Problem A — List every book by Robert Silverberg that the passage on Robert Silverberg names by title.

Robert Silverberg
Robert Silverberg (January 15,
1935, Brooklyn, New York) is a prolific American author best known for writing
science fiction, a multiple winner of both the Hugo and Nebula Awards.
Silverberg, a voracious reader since childhood, began submitting stories to
science fiction magazines in his early teenage years. He attended Columbia
University, receiving an A.B. in English Literature in 1956, but he kept writing
science fiction. His first published novel, a children's book called Revolt on
Alpha C appeared in 1955, and in the following year, he won his first Hugo, as
"best new writer."
For the next four years, by his own count, he wrote a million words a year, for
magazines and Ace Doubles. In 1959 the market for science fiction collapsed, and
Robert Silverberg turned his ability to write copiously to other fields, from
carefully researched historical nonfiction to softcore pornography for
Nightstand Books.
In the mid-1960s, science fiction writers were starting to be more literarily
ambitious. Frederik Pohl, then editing three science fiction magazines, offered
Robert Silverberg carte blanche in writing for them. Thus inspired, Silverberg
returned to writing, paying far more attention to depth of character and social
background than he had in the past and mixing in elements of the modernist
literature he had studied at Columbia.
The books he wrote at this time were widely considered a quantum leap from his
earlier work. Perhaps the first book to indicate the new Silverberg was To Open
the Sky, a fixup of stories published by Pohl in Galaxy, in which a new religion
helps people reach the stars.
That was followed by Downward to the Earth, perhaps the first postcolonial
science fiction book. A book with echoes of Joseph Conrad, in which the Terran
former administrator of an alien world returns after it is set free.

Problem B — Change "brick building" to "stone building" in the records and write them out again, leaving everything else unchanged.

Records to process —
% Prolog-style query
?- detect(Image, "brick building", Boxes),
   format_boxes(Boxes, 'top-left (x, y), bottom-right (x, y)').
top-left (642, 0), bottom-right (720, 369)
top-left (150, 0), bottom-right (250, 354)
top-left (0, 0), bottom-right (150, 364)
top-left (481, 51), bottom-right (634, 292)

Complete output A —
Revolt on Alpha C
To Open the Sky
Downward to the Earth

Complete output B —
% Prolog-style query
?- detect(Image, "stone building", Boxes),
   format_boxes(Boxes, 'top-left (x, y), bottom-right (x, y)').
top-left (642, 0), bottom-right (720, 369)
top-left (150, 0), bottom-right (250, 354)
top-left (0, 0), bottom-right (150, 364)
top-left (481, 51), bottom-right (634, 292)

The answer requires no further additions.